Extrait du document -
....

〈7-Méthode=Vécu〉 (…) Page précédente (…) 〈20-Réseaux〉 Page suivante
〈14〉 1.D. Le travail sur les notions : la méthode et les moyens
La géographie est de nos jours directement intéressée par les notions et concepts qui émanent de la philosophie, de la sociologie, de l’épistémologie. Cette démarche nouvelle est remarquablement illustrée par le Dictionnaire géographique de l’espace et des sociétés (DGES) coordonné par Michel Lussault et Jacques Lévy. Dans la mesure où la démarche de cette thèse a conduit à rechercher l’apport possible de la pensée organique à la géographie, chaque notion sera développée suivant une méthode précise mise au point progressivement au cours du travail d’écriture.
1.D.1. Définition des termes :
Cette méthode utilise les moyens de base suivants :
- 1. Le Petit Larousse 2003 [1], complété immédiatement par le Dictionnaire Historique de la langue française dirigé par Alain Rey [2] (DHLF)

....

Lignes de données -
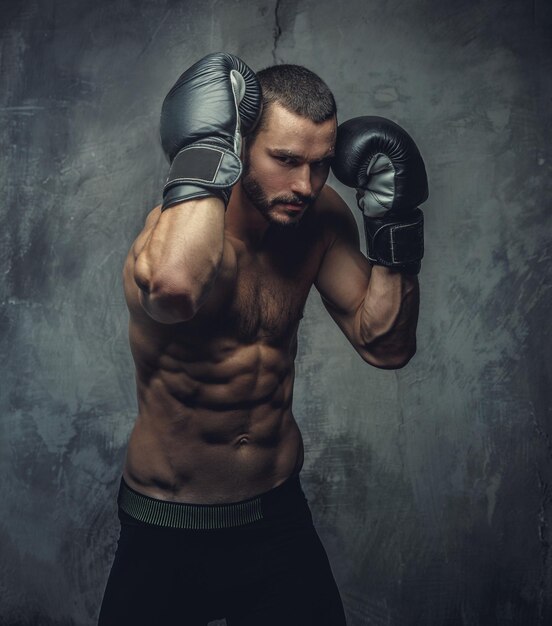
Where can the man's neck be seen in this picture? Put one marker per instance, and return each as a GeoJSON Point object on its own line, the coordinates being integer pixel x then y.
{"type": "Point", "coordinates": [244, 220]}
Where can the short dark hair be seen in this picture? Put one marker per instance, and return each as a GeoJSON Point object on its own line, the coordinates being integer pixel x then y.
{"type": "Point", "coordinates": [298, 90]}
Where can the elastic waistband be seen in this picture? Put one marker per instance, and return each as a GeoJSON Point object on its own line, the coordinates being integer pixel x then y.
{"type": "Point", "coordinates": [170, 514]}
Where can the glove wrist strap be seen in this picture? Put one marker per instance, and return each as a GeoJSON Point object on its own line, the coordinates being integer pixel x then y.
{"type": "Point", "coordinates": [205, 168]}
{"type": "Point", "coordinates": [396, 241]}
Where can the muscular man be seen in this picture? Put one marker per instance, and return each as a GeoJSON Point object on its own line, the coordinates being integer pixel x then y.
{"type": "Point", "coordinates": [214, 523]}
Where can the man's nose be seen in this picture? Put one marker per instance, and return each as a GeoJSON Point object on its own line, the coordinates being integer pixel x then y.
{"type": "Point", "coordinates": [301, 183]}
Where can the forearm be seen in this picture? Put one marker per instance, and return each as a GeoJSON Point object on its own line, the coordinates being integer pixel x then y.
{"type": "Point", "coordinates": [179, 261]}
{"type": "Point", "coordinates": [388, 318]}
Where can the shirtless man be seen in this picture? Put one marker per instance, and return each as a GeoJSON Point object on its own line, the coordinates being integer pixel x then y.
{"type": "Point", "coordinates": [213, 519]}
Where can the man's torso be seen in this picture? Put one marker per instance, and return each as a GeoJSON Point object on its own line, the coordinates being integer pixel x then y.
{"type": "Point", "coordinates": [215, 421]}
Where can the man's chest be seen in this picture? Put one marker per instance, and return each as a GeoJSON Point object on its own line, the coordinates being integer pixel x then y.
{"type": "Point", "coordinates": [263, 294]}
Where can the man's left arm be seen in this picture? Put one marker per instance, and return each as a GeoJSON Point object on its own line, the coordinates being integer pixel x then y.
{"type": "Point", "coordinates": [376, 307]}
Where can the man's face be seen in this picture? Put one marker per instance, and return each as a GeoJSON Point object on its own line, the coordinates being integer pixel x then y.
{"type": "Point", "coordinates": [287, 164]}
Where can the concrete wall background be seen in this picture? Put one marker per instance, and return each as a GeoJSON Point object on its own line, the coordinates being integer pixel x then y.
{"type": "Point", "coordinates": [430, 485]}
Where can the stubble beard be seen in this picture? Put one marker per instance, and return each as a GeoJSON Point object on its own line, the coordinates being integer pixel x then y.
{"type": "Point", "coordinates": [257, 196]}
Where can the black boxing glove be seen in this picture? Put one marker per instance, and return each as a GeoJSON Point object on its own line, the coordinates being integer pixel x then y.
{"type": "Point", "coordinates": [381, 160]}
{"type": "Point", "coordinates": [203, 118]}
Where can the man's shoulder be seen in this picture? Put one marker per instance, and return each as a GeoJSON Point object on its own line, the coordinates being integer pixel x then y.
{"type": "Point", "coordinates": [333, 213]}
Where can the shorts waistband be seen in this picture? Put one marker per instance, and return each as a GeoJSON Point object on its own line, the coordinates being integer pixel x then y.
{"type": "Point", "coordinates": [211, 516]}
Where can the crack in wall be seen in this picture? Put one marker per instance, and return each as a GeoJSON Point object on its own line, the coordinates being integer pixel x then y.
{"type": "Point", "coordinates": [545, 544]}
{"type": "Point", "coordinates": [277, 33]}
{"type": "Point", "coordinates": [543, 528]}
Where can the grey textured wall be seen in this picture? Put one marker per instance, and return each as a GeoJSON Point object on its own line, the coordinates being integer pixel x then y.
{"type": "Point", "coordinates": [431, 485]}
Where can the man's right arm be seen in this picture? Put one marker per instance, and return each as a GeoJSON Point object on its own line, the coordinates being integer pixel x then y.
{"type": "Point", "coordinates": [177, 256]}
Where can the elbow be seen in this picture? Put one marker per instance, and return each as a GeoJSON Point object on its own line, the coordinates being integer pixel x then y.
{"type": "Point", "coordinates": [164, 299]}
{"type": "Point", "coordinates": [390, 359]}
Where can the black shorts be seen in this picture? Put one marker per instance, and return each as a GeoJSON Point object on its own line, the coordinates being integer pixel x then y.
{"type": "Point", "coordinates": [258, 562]}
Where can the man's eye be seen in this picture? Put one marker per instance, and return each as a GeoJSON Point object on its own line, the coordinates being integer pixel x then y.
{"type": "Point", "coordinates": [286, 160]}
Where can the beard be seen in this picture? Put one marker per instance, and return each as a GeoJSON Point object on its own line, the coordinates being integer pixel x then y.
{"type": "Point", "coordinates": [265, 205]}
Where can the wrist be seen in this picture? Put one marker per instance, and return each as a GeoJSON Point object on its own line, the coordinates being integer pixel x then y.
{"type": "Point", "coordinates": [396, 241]}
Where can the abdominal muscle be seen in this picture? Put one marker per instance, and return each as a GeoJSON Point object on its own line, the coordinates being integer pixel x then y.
{"type": "Point", "coordinates": [214, 430]}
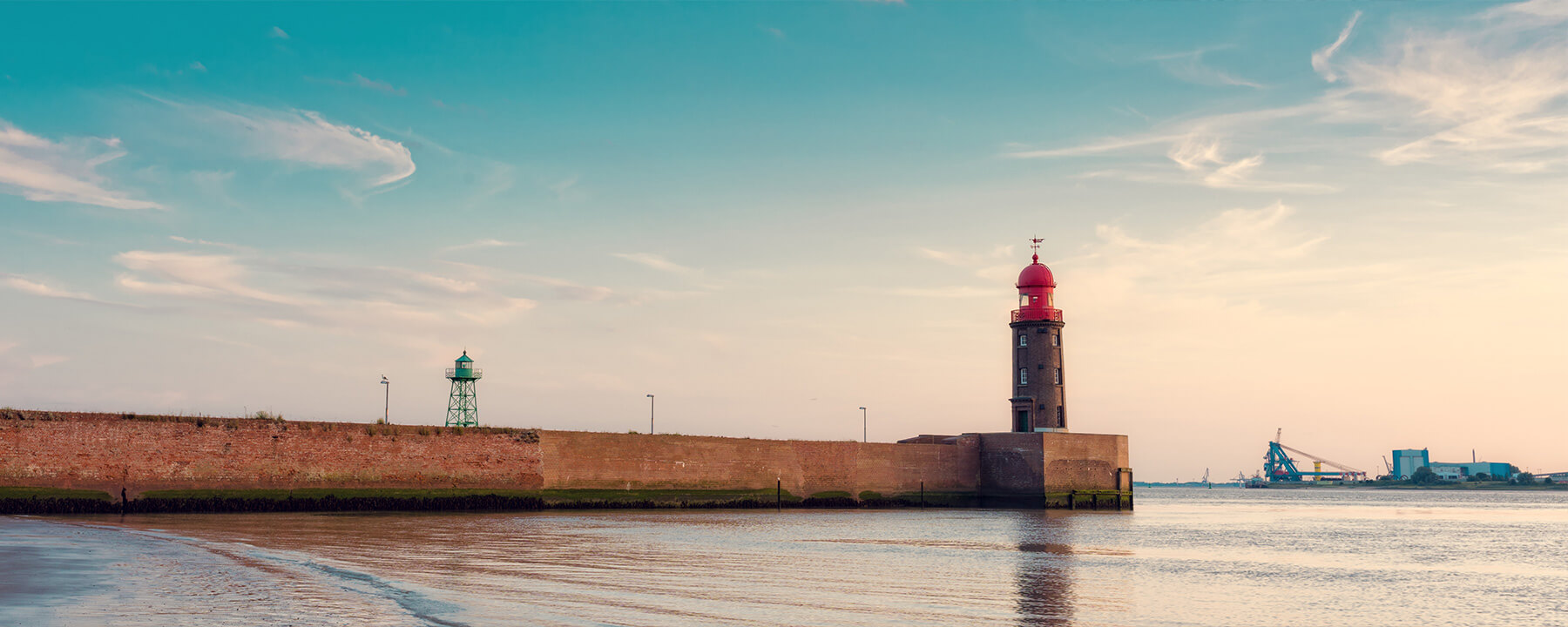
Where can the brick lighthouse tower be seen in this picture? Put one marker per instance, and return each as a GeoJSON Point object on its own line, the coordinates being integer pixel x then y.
{"type": "Point", "coordinates": [1038, 400]}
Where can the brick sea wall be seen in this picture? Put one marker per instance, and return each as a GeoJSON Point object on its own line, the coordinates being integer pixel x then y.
{"type": "Point", "coordinates": [143, 454]}
{"type": "Point", "coordinates": [110, 452]}
{"type": "Point", "coordinates": [805, 468]}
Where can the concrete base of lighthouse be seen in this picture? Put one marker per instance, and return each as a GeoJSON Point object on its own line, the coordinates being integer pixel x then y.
{"type": "Point", "coordinates": [1048, 469]}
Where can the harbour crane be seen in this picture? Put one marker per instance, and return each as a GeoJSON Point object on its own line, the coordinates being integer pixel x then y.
{"type": "Point", "coordinates": [1278, 466]}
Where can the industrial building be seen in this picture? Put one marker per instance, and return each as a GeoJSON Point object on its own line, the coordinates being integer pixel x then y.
{"type": "Point", "coordinates": [1409, 460]}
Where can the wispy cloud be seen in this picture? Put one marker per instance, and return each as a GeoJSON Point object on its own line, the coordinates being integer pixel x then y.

....

Consigne - Recopiez à l'identique et en entier l'extrait du document ci-dessus sur la méthode de travail des notions en géographie.

Solution proposée -
〈7-Méthode=Vécu〉 (…) Page précédente (…) 〈20-Réseaux〉 Page suivante
〈14〉 1.D. Le travail sur les notions : la méthode et les moyens
La géographie est de nos jours directement intéressée par les notions et concepts qui émanent de la philosophie, de la sociologie, de l’épistémologie. Cette démarche nouvelle est remarquablement illustrée par le Dictionnaire géographique de l’espace et des sociétés (DGES) coordonné par Michel Lussault et Jacques Lévy. Dans la mesure où la démarche de cette thèse a conduit à rechercher l’apport possible de la pensée organique à la géographie, chaque notion sera développée suivant une méthode précise mise au point progressivement au cours du travail d’écriture.
1.D.1. Définition des termes :
Cette méthode utilise les moyens de base suivants :
- 1. Le Petit Larousse 2003 [1], complété immédiatement par le Dictionnaire Historique de la langue française dirigé par Alain Rey [2] (DHLF)